• _TO DO_:
(1) In the RNA-Seq thread, rewrite the part from "For clustering, I" to "into gene counts?", changing "rlog()" to "vst()" wherever it occurs.
(2) Answer these questions using the RNA-Seq thread.
(a) How many mutants and how many time-points does the data include?
(b) Which tool was used to obtain the gene read counts?
(c) Which function does the reply say it uses for clustering?
(3) According to the RNA-Seq thread, why does the reply ask whether the RSEM results were summarized into gene counts?
#### PASSAGE PROVIDED ####
Hello,
I am performing RNA-Seq data analysis to find differentially expressed genes in my data. The data is from inoculated leaves of Barley. The data has 5 mutants and 6 time-points. Each of the mutants and each time-point has 3 technical replicates brining up the total number of samples to 90. There are roughly 40,000 genes in Barley that I wish to probe for differential expression. I have obtained the gene read counts using RSEM. I have some questions about the analysis.
1) My goal is to carry out differential gene analysis, gene expression clustering and construct gene regulatory network from the expression data. For the DGE analysis, I want to find genes which are differentially expressed within each mutant across different time-points. Also I wish to find genes which are differentially expressed among different mutants at a given time-point. I have used the function rsem-generate-data-matrix to combine the counts from the 90 samples. I have read this count data in R. But I cannot understand how I will obtain the desired differential expression p-values and log2FC. Here is the code I have written.
samples <- read.csv("counts.csv", header=TRUE,row.names=1)
# Selecting genes by counts
counts = subset(samples, rowSums(samples > 1) >= 3)
time=c(0, 16, 20, 24, 32, 48)
gen=c("bln1", "dm", "mla6", "rar3", "wt")
cols=data.frame(genotype=rep(gen, each=3*6), timepoint=rep(rep(time, each=3),5), replication=rep(c(1,2,3),30))
cols$timepoint = as.factor(cols$timepoint)
cols$replication = as.factor(cols$replication)
rownames(cols) = colnames(counts)
dds=DESeqDataSetFromMatrix(countData = counts, colData = cols, design = ~ genotype * timepoint * replication)
dds=DESeq(dds)
results(dds)
# Extracting and writing normalized counts
temp = counts(dds, normalized=TRUE)
norm_counts = data.frame(gene = rownames(temp), temp, row.names = NULL)
I think I have to alter the design for each kind of analysis, but I am unsure how to do so. Does the DESeq() function automatically perform normalization? In the code above, I have created the variable "dds" using the "counts" which is not normalized. Do I have to perform normalization and then create the "dds" variable? Here is the link for the counts file.
2) For gene expression clustering and gene regulatory network should we perform rst or vst? Also should the transformation be performed on the raw count or on the normalized counts?
3) I am also not quite sure what conclusion can be drawn from the MA plot.
4) What is the need for shrinkage?
Thank you
Answering some of your questions (you had too many, not a good practice):
Yes, DESeq() automatically perform normalization, you create the DESeqDataSet with counts, as shown on DESeq2 vignette.
For clustering, I use rlog(). rlog() transforms count data, but as it is a DESeq2 function, it also accepts a DESeqDataSet object. I don't know what kind of "gene regulatory network" analysis you have in mind, so I don't know which transformation (if any) is best.
You said you used RSEM to obtain the counts. RSEM primary goal is to obtain transcript level cunts, but DESeq2 is designed to perform differential gene (not transcript) expression. Did you summarize your RSEM results into gene counts?
P.S.: look at the time-course design from this BioConductor RNAseq workflow.
Thank you for your reply.
RSEM generates both counts at the gene level and also at the transcript level. For this experiment I am planning to use only the gene counts and not the transcripts counts.
#### DATA EXTRACT ####
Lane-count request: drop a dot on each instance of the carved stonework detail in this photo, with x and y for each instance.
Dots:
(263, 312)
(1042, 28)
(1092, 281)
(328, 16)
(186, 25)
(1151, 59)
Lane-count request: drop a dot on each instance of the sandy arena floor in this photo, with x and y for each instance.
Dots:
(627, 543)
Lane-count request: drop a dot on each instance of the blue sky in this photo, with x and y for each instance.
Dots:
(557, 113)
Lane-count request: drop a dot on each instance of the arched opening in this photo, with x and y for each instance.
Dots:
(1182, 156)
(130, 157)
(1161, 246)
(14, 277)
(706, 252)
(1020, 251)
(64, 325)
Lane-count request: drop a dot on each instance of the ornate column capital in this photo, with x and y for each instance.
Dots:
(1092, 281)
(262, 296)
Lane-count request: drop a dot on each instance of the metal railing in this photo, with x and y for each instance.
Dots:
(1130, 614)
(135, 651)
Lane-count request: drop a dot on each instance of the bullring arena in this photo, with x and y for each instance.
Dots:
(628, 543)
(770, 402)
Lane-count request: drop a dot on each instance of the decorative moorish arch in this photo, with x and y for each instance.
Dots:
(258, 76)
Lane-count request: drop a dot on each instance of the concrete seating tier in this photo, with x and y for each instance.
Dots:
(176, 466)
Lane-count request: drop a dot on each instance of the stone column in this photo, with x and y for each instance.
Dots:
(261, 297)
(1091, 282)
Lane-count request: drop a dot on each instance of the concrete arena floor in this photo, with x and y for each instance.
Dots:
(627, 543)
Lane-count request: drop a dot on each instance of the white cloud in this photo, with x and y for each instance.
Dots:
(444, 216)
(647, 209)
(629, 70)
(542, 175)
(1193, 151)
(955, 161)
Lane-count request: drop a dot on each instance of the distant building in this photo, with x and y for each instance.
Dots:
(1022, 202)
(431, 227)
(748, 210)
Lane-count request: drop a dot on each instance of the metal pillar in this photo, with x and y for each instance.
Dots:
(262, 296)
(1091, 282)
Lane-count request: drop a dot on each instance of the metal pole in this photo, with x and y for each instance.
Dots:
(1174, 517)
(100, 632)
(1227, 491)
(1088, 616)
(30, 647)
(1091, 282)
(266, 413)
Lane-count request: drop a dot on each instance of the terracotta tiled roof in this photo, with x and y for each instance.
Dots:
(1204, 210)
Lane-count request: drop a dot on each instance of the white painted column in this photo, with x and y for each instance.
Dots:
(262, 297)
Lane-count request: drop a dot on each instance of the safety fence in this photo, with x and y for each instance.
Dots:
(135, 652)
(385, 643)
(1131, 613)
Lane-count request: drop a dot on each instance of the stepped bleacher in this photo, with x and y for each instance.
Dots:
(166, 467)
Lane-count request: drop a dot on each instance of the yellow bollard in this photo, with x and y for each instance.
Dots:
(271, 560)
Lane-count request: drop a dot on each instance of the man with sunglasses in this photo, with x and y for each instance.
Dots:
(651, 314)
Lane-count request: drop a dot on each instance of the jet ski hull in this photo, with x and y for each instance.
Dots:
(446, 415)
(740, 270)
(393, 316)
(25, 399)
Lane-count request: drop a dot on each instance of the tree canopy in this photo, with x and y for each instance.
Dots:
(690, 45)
####
• _YOUR WRITTEN ANSWERS_:
(1)
For clustering, I use vst(). vst() transforms count data, but as it is a DESeq2 function, it also accepts a DESeqDataSet object. I don't know what kind of "gene regulatory network" analysis you have in mind, so I don't know which transformation (if any) is best.
You said you used RSEM to obtain the counts. RSEM primary goal is to obtain transcript level cunts, but DESeq2 is designed to perform differential gene (not transcript) expression. Did you summarize your RSEM results into gene counts?

(2)
(a) 5 mutants and 6 time-points.
(b) RSEM.
(c) rlog().

(3) The primary goal of RSEM is to produce transcript-level counts. DESeq2, however, is designed for differential gene expression rather than transcript expression, so it needs gene-level counts.